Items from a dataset

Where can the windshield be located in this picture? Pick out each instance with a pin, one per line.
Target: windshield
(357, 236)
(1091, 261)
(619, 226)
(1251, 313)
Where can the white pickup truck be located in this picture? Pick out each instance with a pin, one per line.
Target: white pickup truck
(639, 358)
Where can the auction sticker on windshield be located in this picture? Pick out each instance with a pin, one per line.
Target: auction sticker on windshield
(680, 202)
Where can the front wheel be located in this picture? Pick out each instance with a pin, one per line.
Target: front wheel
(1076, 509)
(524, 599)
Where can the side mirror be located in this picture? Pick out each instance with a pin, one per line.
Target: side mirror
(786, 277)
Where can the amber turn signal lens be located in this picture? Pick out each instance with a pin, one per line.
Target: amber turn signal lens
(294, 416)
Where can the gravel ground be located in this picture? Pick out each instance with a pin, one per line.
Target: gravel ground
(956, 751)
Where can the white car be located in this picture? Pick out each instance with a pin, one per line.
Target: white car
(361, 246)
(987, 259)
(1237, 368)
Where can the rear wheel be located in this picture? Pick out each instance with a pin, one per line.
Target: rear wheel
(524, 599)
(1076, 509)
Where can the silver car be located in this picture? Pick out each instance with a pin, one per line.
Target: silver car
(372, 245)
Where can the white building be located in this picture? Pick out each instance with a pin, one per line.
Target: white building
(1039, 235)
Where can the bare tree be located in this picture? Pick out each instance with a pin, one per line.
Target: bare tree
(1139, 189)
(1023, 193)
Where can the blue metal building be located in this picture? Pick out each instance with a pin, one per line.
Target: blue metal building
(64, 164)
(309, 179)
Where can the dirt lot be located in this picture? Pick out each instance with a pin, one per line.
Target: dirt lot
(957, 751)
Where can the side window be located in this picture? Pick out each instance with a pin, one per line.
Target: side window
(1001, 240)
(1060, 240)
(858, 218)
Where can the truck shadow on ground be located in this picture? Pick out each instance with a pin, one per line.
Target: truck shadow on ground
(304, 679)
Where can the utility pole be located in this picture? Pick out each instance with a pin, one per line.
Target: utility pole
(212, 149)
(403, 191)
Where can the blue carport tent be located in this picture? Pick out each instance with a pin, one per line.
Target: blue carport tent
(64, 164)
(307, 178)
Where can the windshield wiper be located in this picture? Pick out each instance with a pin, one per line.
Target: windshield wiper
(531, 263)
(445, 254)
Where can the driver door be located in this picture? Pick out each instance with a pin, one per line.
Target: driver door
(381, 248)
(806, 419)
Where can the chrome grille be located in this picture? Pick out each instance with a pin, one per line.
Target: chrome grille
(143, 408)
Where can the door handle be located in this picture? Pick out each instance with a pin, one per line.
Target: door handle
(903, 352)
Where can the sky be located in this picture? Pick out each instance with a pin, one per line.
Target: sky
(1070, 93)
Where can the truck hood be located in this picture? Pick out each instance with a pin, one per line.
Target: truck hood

- What needs to be done: Reprint exactly the lines above that start at the one with "Target: amber turn signal lens" and end at the one with "Where can the dirt", keeping both and adding none.

- Response:
Target: amber turn signal lens
(294, 416)
Where can the gravel ground be located in this picture? Pick out each instance with a pin, one per line.
Target: gravel ground
(956, 751)
Where can the white car be located in this picture? Pick out each instance with a pin, one per line.
Target: white car
(361, 246)
(987, 259)
(1237, 368)
Where can the rear wheel be located in this picture? Pick out each instance with a pin, one per line.
Target: rear wheel
(524, 599)
(1076, 509)
Where can the silver car be located in this picture? Pick out each instance with a pin, one per line.
Target: silver car
(372, 245)
Where can the white building be located in this picture? Pick out each instance with a pin, one per line.
Target: white building
(1039, 235)
Where can the bare tree be located in this picture? Pick out each instance with a pin, one per line.
Target: bare tree
(1139, 189)
(1023, 193)
Where can the blue metal building be located in this picture? Pick out each instance with a pin, one per line.
Target: blue metal building
(64, 164)
(309, 179)
Where can the dirt lot be located in this picture? Pick out each instance with a pin, one per line.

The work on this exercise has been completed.